──────── Stored records ────────

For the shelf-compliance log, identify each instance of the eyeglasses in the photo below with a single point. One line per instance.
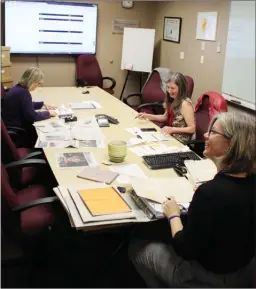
(216, 132)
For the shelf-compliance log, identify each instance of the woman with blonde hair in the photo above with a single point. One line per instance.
(216, 246)
(18, 109)
(179, 114)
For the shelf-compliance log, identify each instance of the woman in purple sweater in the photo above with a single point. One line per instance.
(18, 109)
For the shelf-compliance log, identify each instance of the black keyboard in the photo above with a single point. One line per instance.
(170, 160)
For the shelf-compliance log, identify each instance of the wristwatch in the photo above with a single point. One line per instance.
(172, 217)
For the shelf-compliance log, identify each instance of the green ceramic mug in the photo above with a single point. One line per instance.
(117, 151)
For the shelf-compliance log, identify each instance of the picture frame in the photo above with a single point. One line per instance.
(172, 29)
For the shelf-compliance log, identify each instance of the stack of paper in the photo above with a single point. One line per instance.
(201, 171)
(81, 218)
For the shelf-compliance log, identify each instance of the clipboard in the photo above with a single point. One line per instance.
(104, 201)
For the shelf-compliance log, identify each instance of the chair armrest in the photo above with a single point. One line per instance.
(34, 203)
(81, 82)
(125, 99)
(33, 154)
(25, 163)
(151, 105)
(111, 79)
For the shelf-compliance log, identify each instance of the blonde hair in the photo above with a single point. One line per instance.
(180, 80)
(240, 129)
(30, 76)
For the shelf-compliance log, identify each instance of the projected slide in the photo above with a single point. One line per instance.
(40, 27)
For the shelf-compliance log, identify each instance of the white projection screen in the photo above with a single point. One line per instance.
(37, 27)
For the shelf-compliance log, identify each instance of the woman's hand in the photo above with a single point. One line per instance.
(143, 115)
(52, 113)
(167, 130)
(170, 208)
(50, 107)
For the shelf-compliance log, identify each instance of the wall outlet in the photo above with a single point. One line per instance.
(202, 45)
(218, 48)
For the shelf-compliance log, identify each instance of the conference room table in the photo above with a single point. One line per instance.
(111, 106)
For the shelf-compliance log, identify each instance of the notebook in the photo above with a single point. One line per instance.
(158, 190)
(98, 175)
(201, 171)
(104, 201)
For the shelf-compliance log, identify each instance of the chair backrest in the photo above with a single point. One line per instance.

────────

* **Instruction**: Leave out the pictures and return every record word for word.

* **Exercise output**:
For the shelf-compliance log, identify each instance of the eyeglasses in the photo below with a single point. One line per instance.
(216, 132)
For the shelf-compliance log, identify each instance of the woman with blonde hair in the photo above with a single point. One line per instance.
(216, 246)
(18, 109)
(179, 114)
For the shelf-compliance log, identify each instance of the woman in purple sweater in the photo above with a single point. One line per instance.
(18, 109)
For the shelf-compliance log, identify each instance of the black keyboard in the photo above with a single point. One line per instance.
(170, 160)
For the shelf-compliance log, identify each instance of the wristwatch in the photo above with a single point. One line per instance.
(172, 217)
For the shelf-compliance log, identify each instance of the green ceramic mug in the photo above with a single point. One line per instance.
(117, 151)
For the shelf-compliance log, identify each instance of the picture frame in the photo above with a single point. One line per instance.
(172, 29)
For the shelf-compliance log, identify each instance of the stack of paper in the photo above with a single point. One line per instance.
(201, 171)
(81, 218)
For the shelf-compliance log, identify each instance of the clipboard in the photo above with a single point. One line per instance.
(104, 201)
For the shelf-compliance log, identify each instance of the chair armrest in the photo above with a single point. One line per instance.
(34, 203)
(81, 82)
(125, 99)
(33, 154)
(25, 163)
(151, 105)
(111, 79)
For the shelf-compliance log, identify each instance of the blonde hair in the photo above with a single point. One line per instance.
(180, 80)
(240, 129)
(30, 76)
For the shelf-compliance log, identify each instance of the projected slide in the photo above with a single point. One line per instance.
(40, 27)
For the shelf-compliance log, identify each instance of the white projection screen in the photo above with a single point. One line per instance.
(37, 27)
For the shelf-compliance log, identify each instance of the woman's hand in the photo above with a single point. One line per instance.
(143, 115)
(52, 113)
(167, 130)
(170, 208)
(50, 107)
For the shelf-compliance log, identify each instance of the wall outlet in the photo above with a single point. One line per instance.
(202, 45)
(218, 48)
For the shelf-compliance log, identify each instance of the conference room table in the photo above with a single point. One line per instance.
(111, 106)
For the shelf-compliance log, identify each instance of the notebook in the photo above with a single point. One line per instance.
(158, 190)
(98, 175)
(201, 171)
(104, 201)
For the shelf-compliance log, identify each instance of the chair backrest in the photo above with a single point. One line per instance.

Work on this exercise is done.